> _AIM_:
Could you reproduce all of the data below with "even-odd" substituted by "nonzero" everywhere it occurs, keeping everything else the same and leaving out the pictures?

··· DATASET EXTRACT

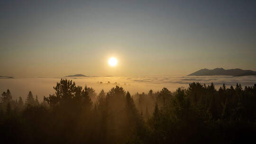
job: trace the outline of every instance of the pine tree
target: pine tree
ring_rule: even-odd
[[[26,104],[33,106],[35,104],[35,99],[31,91],[29,91],[26,100]]]
[[[9,89],[6,92],[3,92],[1,97],[1,102],[3,104],[7,104],[12,99],[12,97]]]
[[[21,97],[19,97],[18,98],[18,107],[21,109],[23,107],[23,100],[22,100],[22,98]]]
[[[37,98],[37,95],[36,96],[36,100],[35,101],[35,104],[36,106],[38,106],[39,104],[39,101],[38,101],[38,99]]]

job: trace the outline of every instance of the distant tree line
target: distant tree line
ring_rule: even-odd
[[[29,91],[0,98],[0,137],[25,144],[235,144],[254,140],[256,84],[216,90],[193,82],[187,89],[131,96],[61,80],[39,102]]]

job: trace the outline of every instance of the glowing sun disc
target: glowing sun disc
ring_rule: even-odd
[[[110,58],[109,60],[109,64],[112,66],[116,66],[117,64],[117,59],[113,57]]]

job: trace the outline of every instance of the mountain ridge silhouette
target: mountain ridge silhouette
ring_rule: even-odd
[[[229,75],[233,76],[243,76],[247,75],[256,75],[256,72],[252,70],[243,70],[241,69],[225,70],[222,68],[215,68],[212,70],[202,69],[188,76],[212,76],[212,75]]]

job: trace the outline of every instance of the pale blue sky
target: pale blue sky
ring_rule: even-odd
[[[0,75],[256,71],[255,0],[84,1],[1,1]]]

······

> _COMPLETED TASK_:
job: trace the outline of every instance of the pine tree
target: pine tree
ring_rule: nonzero
[[[26,104],[33,106],[35,104],[35,99],[31,91],[29,91],[26,100]]]
[[[9,89],[6,92],[3,92],[1,97],[1,102],[3,104],[7,104],[12,99],[12,97]]]
[[[21,97],[19,97],[18,98],[18,107],[21,109],[23,107],[23,100],[22,100],[22,98]]]
[[[37,98],[37,95],[36,96],[36,100],[35,101],[35,104],[36,106],[38,106],[39,104],[39,101],[38,101],[38,99]]]

job: trace the outline of every instance of the distant tree line
target: distant tree line
ring_rule: nonzero
[[[29,91],[0,98],[0,137],[25,144],[235,144],[254,140],[256,84],[216,90],[193,82],[187,89],[131,96],[61,80],[39,102]]]

job: trace the outline of every instance of the glowing sun disc
target: glowing sun disc
ring_rule: nonzero
[[[110,58],[109,60],[109,64],[112,66],[116,66],[117,64],[117,59],[113,57]]]

job: trace the outline of every instance of the mountain ridge silhouette
target: mountain ridge silhouette
ring_rule: nonzero
[[[229,75],[233,76],[243,76],[247,75],[256,75],[256,72],[252,70],[243,70],[241,69],[225,70],[222,68],[215,68],[212,70],[202,69],[188,76],[212,76],[212,75]]]

job: trace the outline of every instance of the pale blue sky
target: pale blue sky
ring_rule: nonzero
[[[0,75],[256,71],[255,0],[84,1],[1,1]]]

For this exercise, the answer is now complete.